__Data for this task__

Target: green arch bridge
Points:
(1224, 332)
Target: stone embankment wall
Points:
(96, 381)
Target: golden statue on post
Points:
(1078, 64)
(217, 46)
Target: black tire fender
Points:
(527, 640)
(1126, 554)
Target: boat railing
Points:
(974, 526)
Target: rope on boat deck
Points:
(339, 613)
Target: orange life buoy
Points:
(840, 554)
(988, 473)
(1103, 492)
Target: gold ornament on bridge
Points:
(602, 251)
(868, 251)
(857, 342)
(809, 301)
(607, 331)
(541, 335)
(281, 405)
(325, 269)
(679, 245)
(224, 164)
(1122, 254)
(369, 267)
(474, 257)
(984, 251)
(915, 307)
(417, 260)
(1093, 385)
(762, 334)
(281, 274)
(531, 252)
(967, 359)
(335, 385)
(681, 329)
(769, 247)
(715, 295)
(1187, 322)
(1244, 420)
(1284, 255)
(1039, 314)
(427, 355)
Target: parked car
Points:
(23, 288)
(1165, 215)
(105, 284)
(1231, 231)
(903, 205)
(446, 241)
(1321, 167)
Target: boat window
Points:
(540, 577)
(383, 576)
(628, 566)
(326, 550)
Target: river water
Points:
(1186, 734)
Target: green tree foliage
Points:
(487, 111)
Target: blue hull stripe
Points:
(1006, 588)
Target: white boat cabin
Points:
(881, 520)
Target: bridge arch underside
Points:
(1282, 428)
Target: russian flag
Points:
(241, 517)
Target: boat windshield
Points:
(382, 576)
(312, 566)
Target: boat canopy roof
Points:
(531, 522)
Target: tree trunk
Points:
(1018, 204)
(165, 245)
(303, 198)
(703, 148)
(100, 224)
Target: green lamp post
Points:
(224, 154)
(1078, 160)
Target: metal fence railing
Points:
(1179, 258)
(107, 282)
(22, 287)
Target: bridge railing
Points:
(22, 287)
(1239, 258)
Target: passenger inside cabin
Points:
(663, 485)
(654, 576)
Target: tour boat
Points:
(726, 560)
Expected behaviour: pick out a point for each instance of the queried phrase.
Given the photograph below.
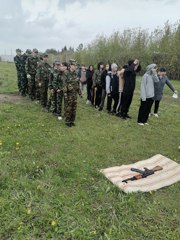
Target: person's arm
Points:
(108, 84)
(143, 88)
(170, 84)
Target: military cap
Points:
(35, 50)
(28, 51)
(44, 55)
(18, 50)
(72, 62)
(57, 62)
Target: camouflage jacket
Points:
(31, 64)
(20, 63)
(51, 76)
(97, 78)
(43, 72)
(70, 82)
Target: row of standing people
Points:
(37, 77)
(119, 85)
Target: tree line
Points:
(161, 46)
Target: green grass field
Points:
(50, 185)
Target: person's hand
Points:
(136, 62)
(154, 70)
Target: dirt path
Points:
(11, 97)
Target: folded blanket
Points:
(167, 176)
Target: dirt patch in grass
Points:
(13, 97)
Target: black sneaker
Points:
(127, 116)
(68, 124)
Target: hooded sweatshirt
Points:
(147, 83)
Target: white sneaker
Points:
(141, 124)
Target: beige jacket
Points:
(121, 80)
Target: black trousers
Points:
(126, 102)
(98, 95)
(144, 110)
(115, 97)
(89, 91)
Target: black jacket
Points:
(130, 78)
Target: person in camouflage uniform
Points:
(52, 86)
(97, 85)
(20, 67)
(25, 80)
(31, 67)
(42, 79)
(71, 89)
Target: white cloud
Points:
(55, 23)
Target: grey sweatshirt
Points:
(147, 83)
(158, 87)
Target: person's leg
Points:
(103, 99)
(68, 110)
(129, 101)
(109, 103)
(156, 106)
(147, 109)
(74, 107)
(59, 103)
(116, 99)
(142, 112)
(124, 106)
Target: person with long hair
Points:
(89, 79)
(103, 84)
(97, 86)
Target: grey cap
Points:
(150, 67)
(114, 65)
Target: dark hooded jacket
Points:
(130, 77)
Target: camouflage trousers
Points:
(43, 94)
(59, 102)
(22, 82)
(70, 105)
(56, 102)
(32, 87)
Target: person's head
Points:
(91, 67)
(57, 65)
(72, 65)
(45, 57)
(100, 66)
(64, 66)
(151, 68)
(108, 67)
(18, 52)
(130, 62)
(83, 67)
(114, 67)
(28, 52)
(35, 52)
(162, 72)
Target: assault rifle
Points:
(143, 174)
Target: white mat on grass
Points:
(169, 175)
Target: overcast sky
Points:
(46, 24)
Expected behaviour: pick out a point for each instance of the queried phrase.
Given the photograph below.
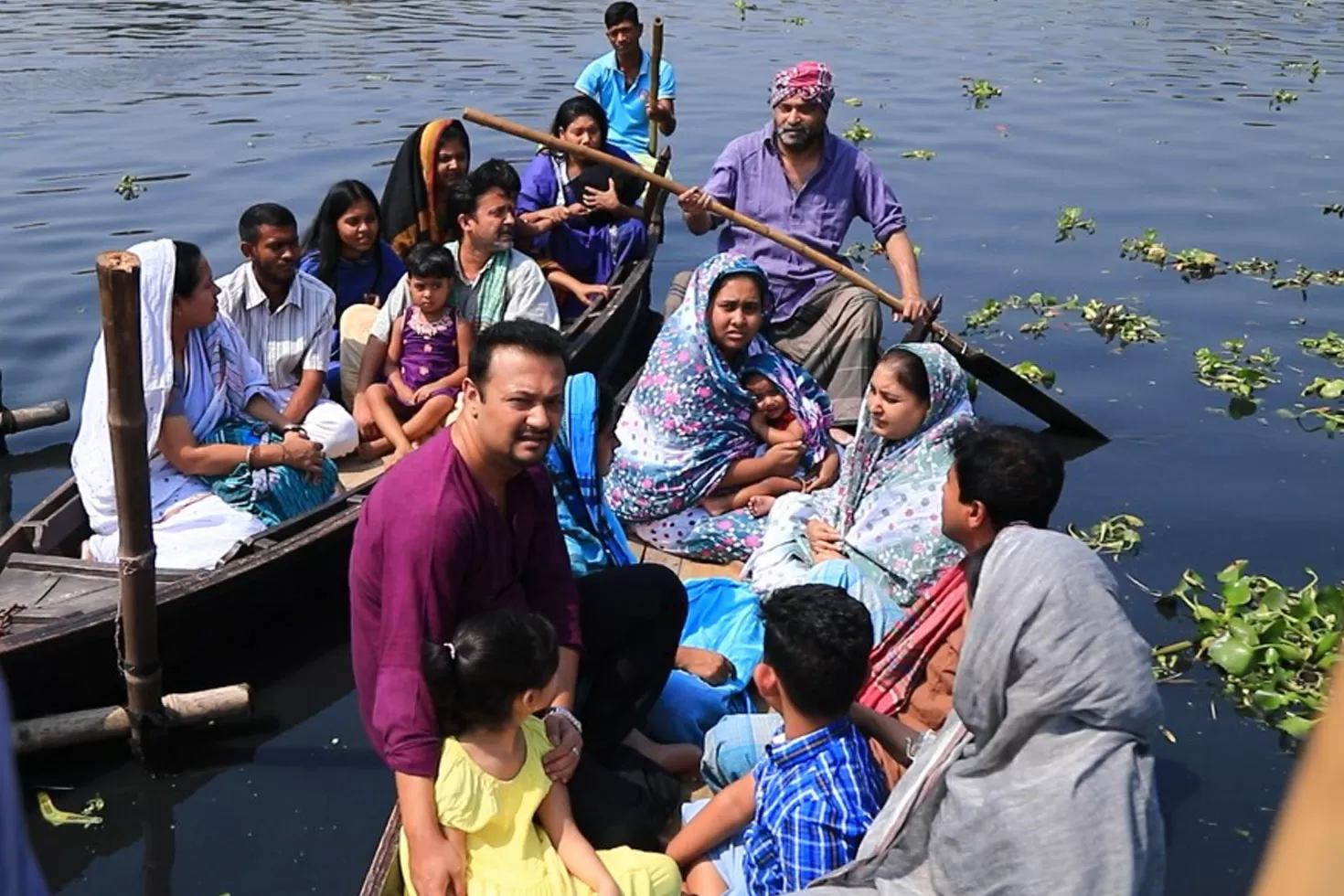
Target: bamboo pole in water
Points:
(1304, 856)
(986, 367)
(119, 292)
(655, 70)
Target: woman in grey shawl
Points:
(1050, 789)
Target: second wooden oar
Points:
(980, 364)
(655, 76)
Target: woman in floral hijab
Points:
(883, 515)
(686, 432)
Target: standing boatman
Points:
(620, 83)
(798, 177)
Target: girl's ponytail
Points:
(494, 657)
(440, 664)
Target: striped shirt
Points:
(815, 798)
(289, 340)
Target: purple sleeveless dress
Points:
(429, 348)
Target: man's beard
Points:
(797, 136)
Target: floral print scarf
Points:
(887, 503)
(687, 420)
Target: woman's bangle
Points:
(568, 716)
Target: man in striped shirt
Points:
(286, 318)
(808, 804)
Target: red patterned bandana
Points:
(808, 80)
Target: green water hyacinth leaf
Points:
(1115, 535)
(1034, 374)
(1070, 219)
(1329, 347)
(1232, 653)
(1296, 726)
(980, 91)
(1324, 387)
(858, 132)
(1273, 645)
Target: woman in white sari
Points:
(197, 375)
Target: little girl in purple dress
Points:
(426, 357)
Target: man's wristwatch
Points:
(566, 715)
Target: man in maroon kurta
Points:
(431, 529)
(468, 523)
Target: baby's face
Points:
(769, 400)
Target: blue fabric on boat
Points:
(843, 574)
(735, 744)
(722, 615)
(272, 495)
(593, 536)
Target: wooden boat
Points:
(385, 870)
(58, 613)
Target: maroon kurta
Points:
(431, 549)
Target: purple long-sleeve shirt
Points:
(431, 549)
(750, 179)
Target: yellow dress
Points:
(507, 850)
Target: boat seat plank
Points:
(86, 569)
(53, 595)
(352, 472)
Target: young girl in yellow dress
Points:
(488, 684)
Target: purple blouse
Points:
(431, 549)
(750, 179)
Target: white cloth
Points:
(194, 536)
(527, 295)
(292, 338)
(219, 364)
(91, 455)
(329, 425)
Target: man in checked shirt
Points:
(286, 318)
(805, 807)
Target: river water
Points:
(1152, 113)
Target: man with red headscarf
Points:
(798, 177)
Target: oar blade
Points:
(1003, 379)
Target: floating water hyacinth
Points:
(129, 187)
(1273, 646)
(1034, 374)
(1283, 98)
(858, 132)
(1115, 535)
(1329, 347)
(980, 91)
(1070, 219)
(1238, 374)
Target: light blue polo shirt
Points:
(626, 111)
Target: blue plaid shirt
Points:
(815, 798)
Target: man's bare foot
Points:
(840, 437)
(760, 504)
(677, 759)
(374, 450)
(718, 504)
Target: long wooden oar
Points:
(980, 364)
(655, 71)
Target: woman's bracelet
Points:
(568, 716)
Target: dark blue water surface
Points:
(1148, 114)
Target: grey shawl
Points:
(1051, 789)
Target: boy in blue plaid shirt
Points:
(809, 801)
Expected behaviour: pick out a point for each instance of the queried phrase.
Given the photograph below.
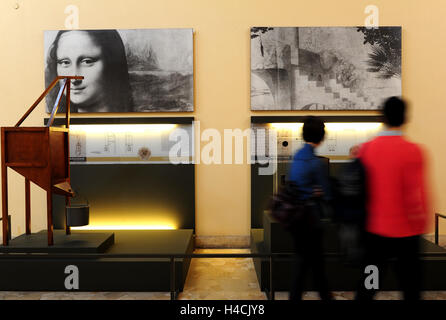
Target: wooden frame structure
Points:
(41, 155)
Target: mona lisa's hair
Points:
(116, 77)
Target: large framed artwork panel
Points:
(126, 70)
(324, 68)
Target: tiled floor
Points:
(209, 279)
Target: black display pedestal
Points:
(92, 242)
(42, 272)
(342, 276)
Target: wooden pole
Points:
(67, 153)
(49, 211)
(4, 192)
(27, 206)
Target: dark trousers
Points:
(309, 253)
(408, 265)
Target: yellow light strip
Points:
(286, 125)
(126, 227)
(332, 126)
(122, 128)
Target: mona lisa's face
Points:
(77, 54)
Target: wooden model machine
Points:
(41, 155)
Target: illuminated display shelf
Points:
(133, 194)
(130, 140)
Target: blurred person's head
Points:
(394, 112)
(354, 151)
(313, 130)
(98, 56)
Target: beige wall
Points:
(222, 76)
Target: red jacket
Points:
(397, 196)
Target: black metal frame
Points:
(123, 120)
(9, 226)
(437, 217)
(173, 290)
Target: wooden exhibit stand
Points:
(41, 155)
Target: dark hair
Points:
(313, 130)
(394, 111)
(116, 77)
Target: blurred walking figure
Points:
(397, 205)
(310, 174)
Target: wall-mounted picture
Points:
(324, 68)
(135, 70)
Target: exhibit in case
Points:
(324, 68)
(274, 141)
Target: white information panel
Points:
(339, 138)
(131, 143)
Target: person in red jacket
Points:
(397, 203)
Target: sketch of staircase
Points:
(328, 93)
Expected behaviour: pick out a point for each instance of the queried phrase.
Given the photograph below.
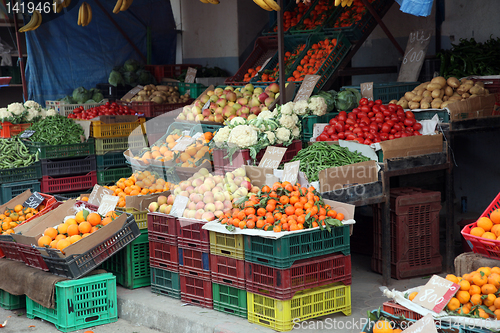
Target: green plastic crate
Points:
(11, 302)
(110, 160)
(164, 282)
(31, 172)
(46, 151)
(131, 264)
(230, 300)
(80, 304)
(284, 251)
(110, 176)
(12, 190)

__Work required__
With the first line being the one containing "Target: large framed artwork panel" and the last line the one containing "Target: mona lisa's face", transcribe exactly the lines above that fall in that range.

__Your response__
Target: large framed artwork panel
Points:
(126, 70)
(324, 68)
Target: tiled floor
Points:
(209, 279)
Target: black display pedestal
Points:
(92, 242)
(42, 272)
(342, 276)
Target: wooden pole
Points:
(67, 153)
(49, 211)
(4, 192)
(27, 206)
Target: dark trousers
Points:
(309, 253)
(408, 265)
Target: yellow light strip
Points:
(286, 125)
(126, 227)
(332, 126)
(122, 128)
Target: mona lisa's face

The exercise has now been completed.